#### Task objective
Set the listing down again in full, word for word, with the pictures left out.

-- start Information given --

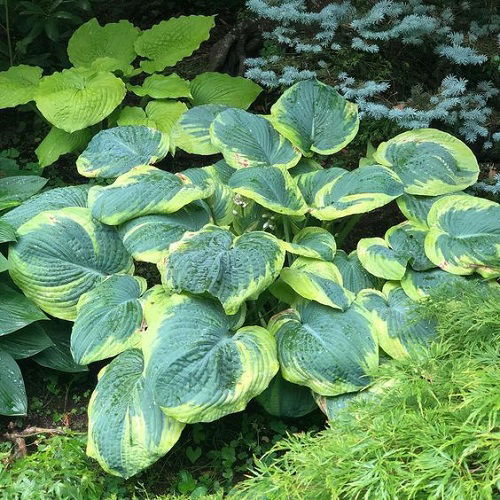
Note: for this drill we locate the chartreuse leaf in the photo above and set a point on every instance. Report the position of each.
(144, 190)
(26, 342)
(18, 188)
(19, 85)
(146, 238)
(318, 280)
(166, 43)
(201, 365)
(400, 332)
(315, 118)
(58, 142)
(464, 236)
(248, 140)
(118, 150)
(13, 400)
(108, 318)
(127, 430)
(103, 48)
(192, 132)
(163, 87)
(378, 258)
(219, 88)
(53, 199)
(354, 276)
(62, 254)
(313, 242)
(230, 268)
(429, 162)
(272, 187)
(286, 400)
(328, 350)
(420, 284)
(16, 310)
(76, 98)
(355, 192)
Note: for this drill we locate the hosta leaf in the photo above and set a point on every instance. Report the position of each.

-- end Information given --

#### The reply
Note: for this drill we locate the chartreuse leaf in the photo above and set a point on every instance. Report the position of each.
(144, 190)
(26, 342)
(18, 188)
(19, 85)
(146, 238)
(318, 280)
(166, 43)
(201, 365)
(400, 332)
(315, 118)
(58, 142)
(464, 236)
(248, 140)
(118, 150)
(13, 400)
(108, 318)
(127, 430)
(103, 48)
(192, 132)
(163, 87)
(378, 258)
(219, 88)
(53, 199)
(354, 276)
(62, 254)
(313, 242)
(230, 268)
(429, 162)
(272, 187)
(286, 400)
(328, 350)
(420, 284)
(16, 310)
(76, 98)
(355, 192)
Note: for this drill we locate the hosta leaf in the photo above and set a point on every instance. Report the position of each.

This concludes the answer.